### WHAT YOU ARE ASKED TO DO
Transcribe only what runs from the line containing "Target: woman in white gown" through the final line below, exactly, and leave every picture out.

+ + + +

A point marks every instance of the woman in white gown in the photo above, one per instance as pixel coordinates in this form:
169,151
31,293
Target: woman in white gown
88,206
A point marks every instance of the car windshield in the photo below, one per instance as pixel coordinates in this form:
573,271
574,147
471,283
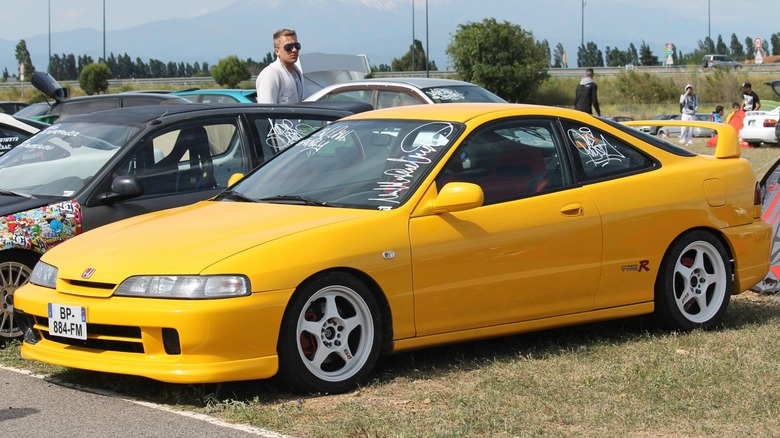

+ + + +

### OUTPUT
Target: woman in white gown
88,206
A point marks every instance of the car windshield in the photo below, one per instance as pixel coordinates in this form:
573,271
574,147
471,283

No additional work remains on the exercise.